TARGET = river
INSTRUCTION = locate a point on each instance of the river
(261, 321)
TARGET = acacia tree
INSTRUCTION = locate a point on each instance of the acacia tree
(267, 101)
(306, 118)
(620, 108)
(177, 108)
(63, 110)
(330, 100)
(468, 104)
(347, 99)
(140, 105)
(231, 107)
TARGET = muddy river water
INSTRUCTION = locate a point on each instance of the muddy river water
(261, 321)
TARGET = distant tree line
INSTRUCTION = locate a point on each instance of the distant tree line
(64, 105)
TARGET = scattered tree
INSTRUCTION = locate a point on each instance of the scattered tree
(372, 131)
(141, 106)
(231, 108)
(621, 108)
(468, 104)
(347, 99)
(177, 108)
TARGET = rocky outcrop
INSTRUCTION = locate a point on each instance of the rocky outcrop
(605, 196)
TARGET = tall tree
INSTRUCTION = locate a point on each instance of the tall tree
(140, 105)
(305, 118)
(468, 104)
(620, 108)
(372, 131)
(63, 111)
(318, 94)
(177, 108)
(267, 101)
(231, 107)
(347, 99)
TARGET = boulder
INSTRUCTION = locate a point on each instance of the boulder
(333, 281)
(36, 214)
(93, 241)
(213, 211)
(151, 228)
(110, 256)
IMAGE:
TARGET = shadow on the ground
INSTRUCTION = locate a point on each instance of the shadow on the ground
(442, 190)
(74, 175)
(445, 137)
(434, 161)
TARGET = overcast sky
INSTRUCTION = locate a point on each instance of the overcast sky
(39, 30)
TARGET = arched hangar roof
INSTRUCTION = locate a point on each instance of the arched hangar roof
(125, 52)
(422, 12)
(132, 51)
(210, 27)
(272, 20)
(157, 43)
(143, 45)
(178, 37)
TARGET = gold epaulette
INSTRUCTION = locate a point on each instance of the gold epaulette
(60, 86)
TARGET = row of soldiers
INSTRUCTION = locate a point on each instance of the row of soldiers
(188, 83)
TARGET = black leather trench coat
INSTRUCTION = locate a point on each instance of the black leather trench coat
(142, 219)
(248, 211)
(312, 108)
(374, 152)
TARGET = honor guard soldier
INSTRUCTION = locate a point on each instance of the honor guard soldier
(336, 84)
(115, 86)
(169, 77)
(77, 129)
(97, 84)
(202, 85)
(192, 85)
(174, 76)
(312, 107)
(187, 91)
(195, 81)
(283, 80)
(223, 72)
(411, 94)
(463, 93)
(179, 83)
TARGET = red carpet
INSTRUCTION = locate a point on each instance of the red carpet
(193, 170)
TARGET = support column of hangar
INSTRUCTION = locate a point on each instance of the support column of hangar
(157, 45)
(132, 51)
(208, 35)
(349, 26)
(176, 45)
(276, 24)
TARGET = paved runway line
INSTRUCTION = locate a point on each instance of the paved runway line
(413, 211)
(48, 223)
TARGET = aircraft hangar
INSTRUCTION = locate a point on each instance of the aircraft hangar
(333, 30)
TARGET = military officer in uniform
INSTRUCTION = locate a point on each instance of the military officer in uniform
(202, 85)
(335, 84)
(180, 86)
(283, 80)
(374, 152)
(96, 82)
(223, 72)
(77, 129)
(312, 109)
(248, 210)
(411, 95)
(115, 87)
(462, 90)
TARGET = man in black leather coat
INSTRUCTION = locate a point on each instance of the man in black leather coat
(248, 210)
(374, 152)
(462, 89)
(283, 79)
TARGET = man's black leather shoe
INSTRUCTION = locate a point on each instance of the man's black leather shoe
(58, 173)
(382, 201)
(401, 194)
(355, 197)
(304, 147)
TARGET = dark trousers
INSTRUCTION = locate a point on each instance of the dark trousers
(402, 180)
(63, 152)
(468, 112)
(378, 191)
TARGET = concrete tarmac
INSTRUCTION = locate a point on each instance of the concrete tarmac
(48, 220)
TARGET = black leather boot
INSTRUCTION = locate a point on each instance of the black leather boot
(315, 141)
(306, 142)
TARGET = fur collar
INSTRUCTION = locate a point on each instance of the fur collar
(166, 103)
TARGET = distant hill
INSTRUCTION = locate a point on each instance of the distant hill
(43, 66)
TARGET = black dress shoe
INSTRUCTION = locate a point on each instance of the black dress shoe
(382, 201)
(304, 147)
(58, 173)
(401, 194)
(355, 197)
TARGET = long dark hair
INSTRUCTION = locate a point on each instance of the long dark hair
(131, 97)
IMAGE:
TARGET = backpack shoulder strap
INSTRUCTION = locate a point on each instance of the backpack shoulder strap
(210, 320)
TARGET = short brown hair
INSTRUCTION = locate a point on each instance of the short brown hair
# # # # #
* Work task *
Look through the entries above; find each line with the word "brown" and copy it.

* Response below *
TARGET = short brown hair
INSTRUCTION = locate a point on each instance of the short brown hair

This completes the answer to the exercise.